> **TASK STATEMENT**
Would you copy out, exactly as written, each line from the one containing "the forest slope" to the end of the records below?

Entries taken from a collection
*-*-*
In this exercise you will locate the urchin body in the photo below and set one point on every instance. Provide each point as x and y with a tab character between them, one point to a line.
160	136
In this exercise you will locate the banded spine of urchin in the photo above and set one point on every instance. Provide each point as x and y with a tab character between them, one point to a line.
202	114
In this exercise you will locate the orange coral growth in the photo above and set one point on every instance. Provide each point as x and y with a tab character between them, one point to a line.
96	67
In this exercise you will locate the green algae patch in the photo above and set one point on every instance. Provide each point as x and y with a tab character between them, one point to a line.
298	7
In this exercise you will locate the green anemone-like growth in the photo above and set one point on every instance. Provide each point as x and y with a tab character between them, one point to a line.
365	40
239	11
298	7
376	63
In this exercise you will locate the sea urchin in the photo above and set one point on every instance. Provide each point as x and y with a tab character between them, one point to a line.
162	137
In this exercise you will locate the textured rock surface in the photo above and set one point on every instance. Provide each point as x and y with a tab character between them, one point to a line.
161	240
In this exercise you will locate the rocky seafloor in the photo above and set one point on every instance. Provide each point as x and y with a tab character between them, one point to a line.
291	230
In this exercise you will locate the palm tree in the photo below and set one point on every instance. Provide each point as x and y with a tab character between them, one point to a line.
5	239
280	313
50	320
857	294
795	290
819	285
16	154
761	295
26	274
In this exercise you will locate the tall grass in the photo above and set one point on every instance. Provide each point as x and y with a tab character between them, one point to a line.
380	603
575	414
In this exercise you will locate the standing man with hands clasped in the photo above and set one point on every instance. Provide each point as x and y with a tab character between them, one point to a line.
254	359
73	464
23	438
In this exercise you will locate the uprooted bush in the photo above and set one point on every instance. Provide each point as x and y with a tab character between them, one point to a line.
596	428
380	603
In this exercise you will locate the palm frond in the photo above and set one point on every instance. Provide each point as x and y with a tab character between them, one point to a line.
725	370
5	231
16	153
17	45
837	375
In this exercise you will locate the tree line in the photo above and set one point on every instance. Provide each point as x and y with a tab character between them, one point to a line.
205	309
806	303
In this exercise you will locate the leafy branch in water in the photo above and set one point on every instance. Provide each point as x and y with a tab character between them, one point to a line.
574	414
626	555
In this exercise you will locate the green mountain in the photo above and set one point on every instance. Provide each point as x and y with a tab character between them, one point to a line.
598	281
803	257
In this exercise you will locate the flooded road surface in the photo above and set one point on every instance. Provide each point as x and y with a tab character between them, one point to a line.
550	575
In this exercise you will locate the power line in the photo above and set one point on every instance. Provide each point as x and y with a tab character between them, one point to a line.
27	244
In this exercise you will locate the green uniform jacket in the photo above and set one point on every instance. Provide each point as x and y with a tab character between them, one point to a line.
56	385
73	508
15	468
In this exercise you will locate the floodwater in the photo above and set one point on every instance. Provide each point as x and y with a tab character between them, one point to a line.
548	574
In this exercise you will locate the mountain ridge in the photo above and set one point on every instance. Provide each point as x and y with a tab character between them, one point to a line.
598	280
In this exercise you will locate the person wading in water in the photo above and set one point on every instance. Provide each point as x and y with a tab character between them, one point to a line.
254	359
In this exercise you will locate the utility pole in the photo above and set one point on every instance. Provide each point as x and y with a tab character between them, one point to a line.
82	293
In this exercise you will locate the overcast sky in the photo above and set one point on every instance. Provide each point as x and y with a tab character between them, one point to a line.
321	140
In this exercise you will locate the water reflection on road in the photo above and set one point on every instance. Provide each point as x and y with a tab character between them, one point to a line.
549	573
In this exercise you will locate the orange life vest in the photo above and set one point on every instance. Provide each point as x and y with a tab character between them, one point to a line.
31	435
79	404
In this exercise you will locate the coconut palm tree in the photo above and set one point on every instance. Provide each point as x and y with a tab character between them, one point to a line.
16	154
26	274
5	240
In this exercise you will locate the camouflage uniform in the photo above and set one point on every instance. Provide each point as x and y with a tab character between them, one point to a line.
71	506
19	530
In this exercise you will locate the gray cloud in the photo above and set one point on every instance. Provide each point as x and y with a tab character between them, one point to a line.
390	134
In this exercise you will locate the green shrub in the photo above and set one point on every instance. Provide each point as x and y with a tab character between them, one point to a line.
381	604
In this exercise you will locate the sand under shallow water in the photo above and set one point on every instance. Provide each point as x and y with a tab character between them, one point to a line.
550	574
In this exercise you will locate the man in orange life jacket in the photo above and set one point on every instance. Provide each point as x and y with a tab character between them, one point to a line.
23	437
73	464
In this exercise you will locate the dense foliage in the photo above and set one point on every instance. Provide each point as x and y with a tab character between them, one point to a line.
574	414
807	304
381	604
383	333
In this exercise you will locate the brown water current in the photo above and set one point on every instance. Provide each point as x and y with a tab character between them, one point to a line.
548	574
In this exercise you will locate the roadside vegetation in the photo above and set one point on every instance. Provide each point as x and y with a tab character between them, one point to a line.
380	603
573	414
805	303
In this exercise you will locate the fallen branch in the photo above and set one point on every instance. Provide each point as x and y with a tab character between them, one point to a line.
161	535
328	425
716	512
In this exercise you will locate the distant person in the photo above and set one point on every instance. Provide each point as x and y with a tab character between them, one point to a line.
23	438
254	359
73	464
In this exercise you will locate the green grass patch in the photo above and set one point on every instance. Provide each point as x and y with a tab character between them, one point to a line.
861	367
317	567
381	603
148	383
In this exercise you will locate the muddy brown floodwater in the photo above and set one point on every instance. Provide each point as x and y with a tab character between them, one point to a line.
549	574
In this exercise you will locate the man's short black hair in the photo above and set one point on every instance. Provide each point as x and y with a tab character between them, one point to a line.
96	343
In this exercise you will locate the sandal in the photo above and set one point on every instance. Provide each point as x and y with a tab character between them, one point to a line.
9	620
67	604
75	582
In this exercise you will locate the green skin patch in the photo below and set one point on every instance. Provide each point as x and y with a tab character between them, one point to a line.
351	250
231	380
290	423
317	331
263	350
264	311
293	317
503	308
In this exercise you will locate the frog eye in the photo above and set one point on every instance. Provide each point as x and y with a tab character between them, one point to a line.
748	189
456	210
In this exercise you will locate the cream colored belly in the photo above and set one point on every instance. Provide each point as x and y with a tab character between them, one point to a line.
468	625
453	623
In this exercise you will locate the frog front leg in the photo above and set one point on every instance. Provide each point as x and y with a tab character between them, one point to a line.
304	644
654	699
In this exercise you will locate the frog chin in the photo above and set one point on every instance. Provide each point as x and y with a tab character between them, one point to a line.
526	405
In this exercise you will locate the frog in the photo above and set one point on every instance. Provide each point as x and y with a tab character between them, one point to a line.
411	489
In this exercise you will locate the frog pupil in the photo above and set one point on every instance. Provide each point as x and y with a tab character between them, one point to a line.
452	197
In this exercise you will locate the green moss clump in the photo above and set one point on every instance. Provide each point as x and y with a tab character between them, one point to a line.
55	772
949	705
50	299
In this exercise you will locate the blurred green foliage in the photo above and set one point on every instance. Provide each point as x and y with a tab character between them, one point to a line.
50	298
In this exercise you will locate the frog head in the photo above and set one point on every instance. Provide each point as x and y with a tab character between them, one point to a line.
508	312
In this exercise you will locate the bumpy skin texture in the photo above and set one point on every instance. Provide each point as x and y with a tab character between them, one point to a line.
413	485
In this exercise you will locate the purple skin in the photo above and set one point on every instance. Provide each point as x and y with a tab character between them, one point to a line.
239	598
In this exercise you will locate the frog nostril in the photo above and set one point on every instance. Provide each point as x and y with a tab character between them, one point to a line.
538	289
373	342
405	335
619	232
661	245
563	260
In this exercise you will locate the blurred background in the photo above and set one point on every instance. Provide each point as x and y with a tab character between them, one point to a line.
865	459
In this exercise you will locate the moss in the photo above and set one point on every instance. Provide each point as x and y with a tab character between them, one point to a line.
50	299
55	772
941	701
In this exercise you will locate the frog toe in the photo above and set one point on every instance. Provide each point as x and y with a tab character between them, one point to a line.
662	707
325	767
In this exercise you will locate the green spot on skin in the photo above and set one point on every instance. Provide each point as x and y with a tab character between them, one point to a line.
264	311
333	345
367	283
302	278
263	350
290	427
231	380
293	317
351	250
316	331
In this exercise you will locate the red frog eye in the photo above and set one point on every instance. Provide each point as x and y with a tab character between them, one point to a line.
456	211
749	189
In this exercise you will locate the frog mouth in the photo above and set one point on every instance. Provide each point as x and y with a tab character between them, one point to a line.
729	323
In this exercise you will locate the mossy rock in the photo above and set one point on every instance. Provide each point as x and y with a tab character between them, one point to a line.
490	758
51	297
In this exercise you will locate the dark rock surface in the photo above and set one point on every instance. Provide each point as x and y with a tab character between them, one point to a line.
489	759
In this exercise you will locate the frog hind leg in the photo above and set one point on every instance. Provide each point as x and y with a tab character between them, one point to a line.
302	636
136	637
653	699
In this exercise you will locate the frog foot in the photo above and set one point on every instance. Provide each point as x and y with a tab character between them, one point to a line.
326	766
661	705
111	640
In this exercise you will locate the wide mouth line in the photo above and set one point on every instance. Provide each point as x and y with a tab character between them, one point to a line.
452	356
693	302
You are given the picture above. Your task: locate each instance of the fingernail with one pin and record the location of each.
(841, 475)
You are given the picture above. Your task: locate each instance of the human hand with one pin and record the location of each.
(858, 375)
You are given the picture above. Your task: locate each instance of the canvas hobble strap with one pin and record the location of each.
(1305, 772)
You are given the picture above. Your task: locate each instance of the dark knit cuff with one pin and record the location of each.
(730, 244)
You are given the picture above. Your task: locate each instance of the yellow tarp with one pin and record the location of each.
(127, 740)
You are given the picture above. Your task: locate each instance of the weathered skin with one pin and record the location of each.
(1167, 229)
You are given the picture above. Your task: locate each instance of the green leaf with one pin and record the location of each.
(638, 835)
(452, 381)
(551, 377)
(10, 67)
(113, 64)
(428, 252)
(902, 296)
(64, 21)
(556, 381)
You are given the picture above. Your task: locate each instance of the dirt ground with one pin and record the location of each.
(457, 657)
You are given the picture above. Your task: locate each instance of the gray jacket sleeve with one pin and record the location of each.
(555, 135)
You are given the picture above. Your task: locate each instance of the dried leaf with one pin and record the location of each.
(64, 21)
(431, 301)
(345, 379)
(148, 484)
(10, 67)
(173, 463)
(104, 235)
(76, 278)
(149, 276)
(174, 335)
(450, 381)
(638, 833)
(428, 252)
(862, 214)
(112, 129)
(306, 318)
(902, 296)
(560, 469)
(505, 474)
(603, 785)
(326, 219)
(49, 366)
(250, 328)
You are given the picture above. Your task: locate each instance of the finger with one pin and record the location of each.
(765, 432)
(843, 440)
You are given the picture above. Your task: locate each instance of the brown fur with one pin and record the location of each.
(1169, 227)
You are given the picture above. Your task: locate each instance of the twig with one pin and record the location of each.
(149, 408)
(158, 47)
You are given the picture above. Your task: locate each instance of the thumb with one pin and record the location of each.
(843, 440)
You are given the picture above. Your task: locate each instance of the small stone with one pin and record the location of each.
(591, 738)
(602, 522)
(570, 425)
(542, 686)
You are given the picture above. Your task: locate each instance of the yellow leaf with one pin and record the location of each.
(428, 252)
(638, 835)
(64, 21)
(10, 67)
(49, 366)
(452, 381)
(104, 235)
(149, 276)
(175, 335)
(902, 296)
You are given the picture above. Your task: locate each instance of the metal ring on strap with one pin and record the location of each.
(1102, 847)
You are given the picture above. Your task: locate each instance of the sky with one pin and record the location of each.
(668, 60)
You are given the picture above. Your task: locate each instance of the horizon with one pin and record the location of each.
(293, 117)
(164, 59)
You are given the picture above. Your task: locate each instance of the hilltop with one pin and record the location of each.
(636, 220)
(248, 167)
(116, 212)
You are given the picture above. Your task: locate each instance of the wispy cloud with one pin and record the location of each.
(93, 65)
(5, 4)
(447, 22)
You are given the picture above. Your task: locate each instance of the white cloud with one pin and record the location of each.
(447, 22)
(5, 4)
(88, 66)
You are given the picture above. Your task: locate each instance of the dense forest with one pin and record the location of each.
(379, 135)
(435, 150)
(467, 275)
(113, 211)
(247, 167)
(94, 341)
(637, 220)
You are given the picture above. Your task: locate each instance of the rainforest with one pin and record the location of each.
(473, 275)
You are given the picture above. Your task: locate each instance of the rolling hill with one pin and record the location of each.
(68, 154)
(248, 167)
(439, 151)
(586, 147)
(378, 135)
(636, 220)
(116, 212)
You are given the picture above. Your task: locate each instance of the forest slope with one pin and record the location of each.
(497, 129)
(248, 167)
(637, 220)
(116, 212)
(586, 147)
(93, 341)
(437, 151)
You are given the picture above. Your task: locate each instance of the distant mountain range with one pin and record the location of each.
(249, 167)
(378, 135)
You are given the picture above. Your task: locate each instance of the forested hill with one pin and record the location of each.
*-*-*
> **RESPONSE TO THE TASK**
You are given the picture above. Your task: locate each instance of the forest slope with one pin and record the location of each.
(497, 129)
(248, 167)
(637, 220)
(116, 212)
(586, 147)
(93, 341)
(437, 151)
You are given the picture above. Your task: locate each instance of the distant mountain range with one pin and record the location of each.
(249, 167)
(378, 135)
You are given the picture above. Your task: locate each instance of the forested hill with one pin and record the location of each.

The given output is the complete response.